### TASK TO COMPLETE
Could you print the entries below exactly, starting at the line that contains "The function MUST return, for every instance of the gray" and stopping after the last one?

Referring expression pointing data

┌──

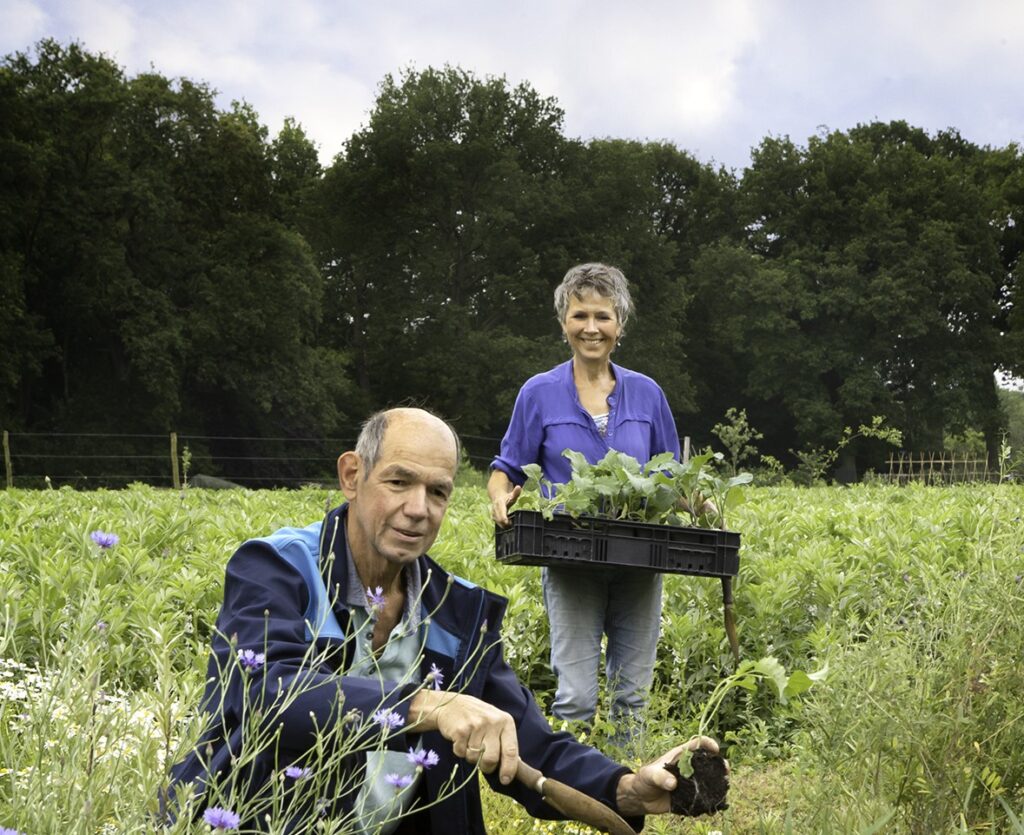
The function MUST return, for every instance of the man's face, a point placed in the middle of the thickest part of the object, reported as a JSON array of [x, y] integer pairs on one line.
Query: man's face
[[394, 514]]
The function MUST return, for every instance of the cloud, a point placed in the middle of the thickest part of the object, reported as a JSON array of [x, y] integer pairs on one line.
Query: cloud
[[24, 24], [714, 78]]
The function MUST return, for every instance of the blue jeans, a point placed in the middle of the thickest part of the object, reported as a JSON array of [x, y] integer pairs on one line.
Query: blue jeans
[[583, 603]]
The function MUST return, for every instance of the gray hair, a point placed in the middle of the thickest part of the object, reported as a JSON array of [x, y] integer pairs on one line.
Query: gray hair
[[371, 440], [601, 279]]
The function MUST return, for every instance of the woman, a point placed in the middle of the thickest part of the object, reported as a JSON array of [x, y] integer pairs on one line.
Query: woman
[[591, 405]]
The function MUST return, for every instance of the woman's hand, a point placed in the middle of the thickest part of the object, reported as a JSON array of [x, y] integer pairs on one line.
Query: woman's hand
[[503, 495]]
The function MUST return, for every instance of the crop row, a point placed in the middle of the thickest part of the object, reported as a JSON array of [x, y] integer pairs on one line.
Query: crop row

└──

### SOLUTION
The function MUST return, for every instance of the gray hair, a point placed in the middle of the thickest part of the object, reported as a JSON array of [x, y] integer pairs on one line.
Query: gray hair
[[371, 440], [601, 279]]
The function MUST return, for every instance of the woman, a point placed in the middle of the thickest part of the object, reported as a JSON array of [x, y] integer pairs on one line.
Query: woman
[[591, 405]]
The function MUST return, for every instance of the woman's hand, a point placed in the middle of the thickest part of the object, reported as a JSON array of [x, y] integer pairs on one line.
Query: woman's hand
[[503, 495]]
The function MUST return, for every instance of the crop row, a point placed in the middle of the thickest part of the object, reported as a JSON array of [x, y] integer pairs on one line.
Query: crop row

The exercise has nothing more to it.